*** Recorded data ***

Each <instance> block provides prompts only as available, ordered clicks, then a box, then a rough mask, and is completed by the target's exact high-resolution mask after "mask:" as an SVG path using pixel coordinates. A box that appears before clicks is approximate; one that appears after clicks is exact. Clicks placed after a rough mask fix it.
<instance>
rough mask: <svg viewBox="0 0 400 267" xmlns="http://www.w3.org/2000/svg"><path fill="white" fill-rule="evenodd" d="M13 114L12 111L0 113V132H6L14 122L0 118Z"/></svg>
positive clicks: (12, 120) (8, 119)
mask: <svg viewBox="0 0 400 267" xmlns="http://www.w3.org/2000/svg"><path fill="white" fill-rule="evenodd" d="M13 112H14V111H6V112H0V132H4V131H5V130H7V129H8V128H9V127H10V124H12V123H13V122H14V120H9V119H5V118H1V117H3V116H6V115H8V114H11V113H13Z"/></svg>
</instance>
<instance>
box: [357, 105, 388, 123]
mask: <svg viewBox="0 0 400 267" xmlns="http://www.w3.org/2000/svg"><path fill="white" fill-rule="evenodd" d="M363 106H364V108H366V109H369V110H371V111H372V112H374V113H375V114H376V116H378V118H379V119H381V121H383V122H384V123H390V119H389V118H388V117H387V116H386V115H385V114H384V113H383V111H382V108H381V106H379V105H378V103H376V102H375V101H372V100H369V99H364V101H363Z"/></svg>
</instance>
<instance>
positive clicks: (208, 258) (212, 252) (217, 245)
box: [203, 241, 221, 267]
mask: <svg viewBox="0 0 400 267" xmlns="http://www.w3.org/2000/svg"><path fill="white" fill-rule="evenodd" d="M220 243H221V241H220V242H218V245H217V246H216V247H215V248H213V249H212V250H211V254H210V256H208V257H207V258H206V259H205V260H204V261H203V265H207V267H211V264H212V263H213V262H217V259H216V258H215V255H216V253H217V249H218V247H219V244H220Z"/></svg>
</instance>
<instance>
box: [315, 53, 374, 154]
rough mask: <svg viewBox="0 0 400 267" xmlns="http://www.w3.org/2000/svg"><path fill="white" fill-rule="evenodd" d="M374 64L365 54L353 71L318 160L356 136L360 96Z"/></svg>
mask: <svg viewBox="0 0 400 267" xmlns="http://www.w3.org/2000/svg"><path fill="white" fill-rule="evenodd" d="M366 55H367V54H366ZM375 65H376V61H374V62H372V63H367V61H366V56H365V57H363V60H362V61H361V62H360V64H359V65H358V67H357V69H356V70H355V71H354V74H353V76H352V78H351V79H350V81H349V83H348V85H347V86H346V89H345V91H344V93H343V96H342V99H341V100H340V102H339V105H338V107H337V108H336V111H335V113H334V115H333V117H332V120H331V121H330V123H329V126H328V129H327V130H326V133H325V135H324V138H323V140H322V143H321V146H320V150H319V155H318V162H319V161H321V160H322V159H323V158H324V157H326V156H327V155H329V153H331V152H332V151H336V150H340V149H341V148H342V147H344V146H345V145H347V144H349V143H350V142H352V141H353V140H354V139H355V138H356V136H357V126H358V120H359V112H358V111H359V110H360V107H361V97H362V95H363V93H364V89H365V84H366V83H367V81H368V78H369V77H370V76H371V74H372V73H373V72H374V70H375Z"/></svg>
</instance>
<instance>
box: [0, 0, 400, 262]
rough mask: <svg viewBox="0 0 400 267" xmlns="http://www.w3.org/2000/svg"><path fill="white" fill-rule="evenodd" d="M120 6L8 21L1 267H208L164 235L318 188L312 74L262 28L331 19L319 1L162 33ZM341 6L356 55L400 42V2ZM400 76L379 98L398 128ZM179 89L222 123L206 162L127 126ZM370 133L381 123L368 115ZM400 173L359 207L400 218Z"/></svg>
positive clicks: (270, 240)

*** End of Recorded data ***

All of the material above needs to be output exactly, with no line left out.

▸ **Output for this exercise**:
Each <instance> block provides prompts only as available, ordered clicks, then a box, then a rough mask, and is completed by the target's exact high-resolution mask after "mask:" as an SVG path using pixel coordinates. A box that appears before clicks is approximate; one that appears after clicks is exact. Clicks placed after a rough mask fix it.
<instance>
rough mask: <svg viewBox="0 0 400 267" xmlns="http://www.w3.org/2000/svg"><path fill="white" fill-rule="evenodd" d="M13 114L12 111L0 113V132H6L14 122L0 118Z"/></svg>
positive clicks: (12, 120) (8, 119)
mask: <svg viewBox="0 0 400 267" xmlns="http://www.w3.org/2000/svg"><path fill="white" fill-rule="evenodd" d="M13 112H14V111H6V112H0V132H4V131H5V130H7V129H8V128H9V127H10V124H12V123H13V122H14V120H9V119H5V118H1V117H3V116H6V115H8V114H11V113H13Z"/></svg>
</instance>
<instance>
box: [357, 105, 388, 123]
mask: <svg viewBox="0 0 400 267" xmlns="http://www.w3.org/2000/svg"><path fill="white" fill-rule="evenodd" d="M363 106H364V108H366V109H369V110H371V111H372V112H374V113H375V114H376V116H378V118H379V119H381V121H383V122H384V123H390V119H389V118H388V117H387V116H386V115H385V114H384V113H383V111H382V108H381V106H379V105H378V103H376V102H375V101H372V100H369V99H364V101H363Z"/></svg>
</instance>
<instance>
positive clicks: (208, 258) (212, 252) (217, 245)
box: [203, 241, 221, 267]
mask: <svg viewBox="0 0 400 267" xmlns="http://www.w3.org/2000/svg"><path fill="white" fill-rule="evenodd" d="M220 243H221V241H220V242H218V245H217V246H216V247H215V248H213V249H212V250H211V254H210V256H208V257H207V258H206V259H205V260H204V261H203V265H207V267H211V264H212V263H213V262H217V259H216V258H215V255H216V253H217V249H218V247H219V244H220Z"/></svg>
</instance>
<instance>
box: [315, 53, 374, 154]
rough mask: <svg viewBox="0 0 400 267" xmlns="http://www.w3.org/2000/svg"><path fill="white" fill-rule="evenodd" d="M374 64L365 54L353 71L318 160L356 136L360 96Z"/></svg>
mask: <svg viewBox="0 0 400 267" xmlns="http://www.w3.org/2000/svg"><path fill="white" fill-rule="evenodd" d="M366 55H367V54H366ZM375 65H376V61H374V62H372V63H367V61H366V56H365V57H363V60H362V61H361V62H360V64H359V65H358V67H357V69H356V70H355V71H354V74H353V76H352V78H351V79H350V81H349V83H348V85H347V86H346V89H345V91H344V93H343V96H342V99H341V100H340V102H339V105H338V107H337V108H336V111H335V113H334V115H333V117H332V120H331V121H330V123H329V126H328V129H327V130H326V133H325V135H324V138H323V140H322V143H321V146H320V150H319V155H318V162H319V161H321V160H322V159H323V158H324V157H326V156H327V155H329V153H331V152H332V151H336V150H340V149H341V148H342V147H344V146H345V145H347V144H349V143H350V142H352V141H353V140H354V139H355V138H356V136H357V126H358V120H359V112H358V111H359V110H360V107H361V97H362V95H363V93H364V89H365V84H366V83H367V81H368V78H369V77H370V76H371V74H372V73H373V72H374V70H375Z"/></svg>
</instance>
<instance>
box: [0, 0, 400, 262]
rough mask: <svg viewBox="0 0 400 267" xmlns="http://www.w3.org/2000/svg"><path fill="white" fill-rule="evenodd" d="M120 6L8 21L1 267H208L164 235L318 188L312 74L262 28L331 19L319 1L162 33ZM341 6L356 55L400 42V2ZM400 76L379 98L398 128ZM179 89L222 123L206 162L127 126ZM370 133L381 123L368 115ZM400 173L359 207L400 218Z"/></svg>
positive clicks: (270, 240)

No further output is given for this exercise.